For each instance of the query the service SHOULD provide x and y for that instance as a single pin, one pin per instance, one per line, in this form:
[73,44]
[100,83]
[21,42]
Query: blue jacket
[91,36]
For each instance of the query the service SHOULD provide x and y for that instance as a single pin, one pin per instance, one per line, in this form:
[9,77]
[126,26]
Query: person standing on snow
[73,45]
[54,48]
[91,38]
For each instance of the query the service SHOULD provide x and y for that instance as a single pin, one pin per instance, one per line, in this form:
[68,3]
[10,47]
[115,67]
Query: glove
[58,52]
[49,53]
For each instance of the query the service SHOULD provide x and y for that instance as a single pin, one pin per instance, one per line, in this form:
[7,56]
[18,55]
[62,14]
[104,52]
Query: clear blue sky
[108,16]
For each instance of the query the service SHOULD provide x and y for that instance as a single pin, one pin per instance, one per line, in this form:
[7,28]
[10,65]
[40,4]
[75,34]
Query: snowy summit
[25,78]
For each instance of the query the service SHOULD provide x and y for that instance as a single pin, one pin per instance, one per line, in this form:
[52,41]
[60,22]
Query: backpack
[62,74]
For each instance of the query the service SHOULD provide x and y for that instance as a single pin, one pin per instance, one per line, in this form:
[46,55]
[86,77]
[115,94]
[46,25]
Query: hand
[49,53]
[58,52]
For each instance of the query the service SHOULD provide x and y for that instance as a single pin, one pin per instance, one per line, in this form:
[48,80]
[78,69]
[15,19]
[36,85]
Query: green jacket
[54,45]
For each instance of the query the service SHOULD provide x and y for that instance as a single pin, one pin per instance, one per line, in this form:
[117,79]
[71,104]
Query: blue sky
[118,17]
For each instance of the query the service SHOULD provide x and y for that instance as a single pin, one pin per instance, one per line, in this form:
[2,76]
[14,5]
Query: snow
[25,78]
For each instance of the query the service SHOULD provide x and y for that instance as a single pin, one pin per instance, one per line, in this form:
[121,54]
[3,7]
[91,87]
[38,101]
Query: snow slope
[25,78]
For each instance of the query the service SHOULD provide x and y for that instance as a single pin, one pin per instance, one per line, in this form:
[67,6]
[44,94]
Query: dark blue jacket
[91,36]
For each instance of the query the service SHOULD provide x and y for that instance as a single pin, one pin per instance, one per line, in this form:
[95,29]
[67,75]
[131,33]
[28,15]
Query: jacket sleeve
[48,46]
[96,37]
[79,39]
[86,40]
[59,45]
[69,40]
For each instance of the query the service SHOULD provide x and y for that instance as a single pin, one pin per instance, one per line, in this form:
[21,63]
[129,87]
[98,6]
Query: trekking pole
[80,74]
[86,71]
☆ ☆ ☆ ☆
Working from the material above, retype it in its entirety without change.

RESULT ::
For each instance of the query the service SHOULD provide x and y for that instance as a single pin, one pin per instance, one per line, in this form:
[73,44]
[100,83]
[21,42]
Query: blue jacket
[91,36]
For each instance of the query the service SHOULD provide x and y for that instance as a single pin, one pin per instance, one per line, in this form:
[9,77]
[126,26]
Query: person standing on snow
[73,45]
[54,48]
[91,38]
For each instance of the query the service SHOULD provide x and y for that instance as a single pin, one pin per instance, one per line, in this form:
[68,3]
[10,47]
[115,67]
Query: glove
[58,52]
[49,53]
For each instance of the query the service SHOULD provide x and y for that instance as a single pin, one pin per instance, one per line, in this form:
[7,56]
[18,55]
[62,14]
[104,52]
Query: clear blue sky
[108,16]
For each instance of the query the service SHOULD provide x and y for that instance as a single pin, one pin per instance, one per line, in this form:
[7,28]
[10,65]
[40,4]
[75,34]
Query: snowy summit
[25,78]
For each instance of the query the service SHOULD provide x and y for that instance as a single pin, one pin per instance, one per line, in this form:
[52,41]
[60,22]
Query: backpack
[62,74]
For each instance of the query the service SHOULD provide x and y for that instance as a single pin, one pin per instance, one per line, in this form:
[46,55]
[86,77]
[115,94]
[46,25]
Query: hand
[49,53]
[58,52]
For each instance of the query the service SHOULD provide x and y for that instance as a single pin, one pin per instance, one per line, in this form:
[48,80]
[78,69]
[15,19]
[36,85]
Query: green jacket
[54,45]
For each instance of the query the service SHOULD provide x and y for that instance as a single pin, one pin per instance, one per line, in this form:
[117,79]
[71,104]
Query: blue sky
[118,17]
For each instance of the query the service SHOULD provide x and y for that instance as a single pin, one pin per instance, one per line, in this form:
[2,76]
[14,5]
Query: snow
[25,78]
For each instance of the query the service SHOULD provide x and y for that instance as a single pin, one pin per instance, one per line, in this form:
[121,54]
[3,7]
[91,87]
[38,101]
Query: snow slope
[25,78]
For each instance of the query the service SHOULD provide x and y for that instance as a single pin, one pin per instance, one per line, in this form:
[67,6]
[44,94]
Query: dark blue jacket
[91,36]
For each instance of the query the service SHOULD provide x and y for that instance as a single pin, one pin per instance, one per line, in this form:
[95,29]
[67,75]
[131,33]
[28,15]
Query: jacket sleeve
[48,46]
[96,37]
[79,39]
[86,40]
[59,45]
[69,40]
For each instance of the query the service SHOULD provide x and y for that instance as a single pin, one pin per instance, one per line, in this form:
[21,63]
[129,87]
[98,6]
Query: trekking pole
[80,74]
[86,71]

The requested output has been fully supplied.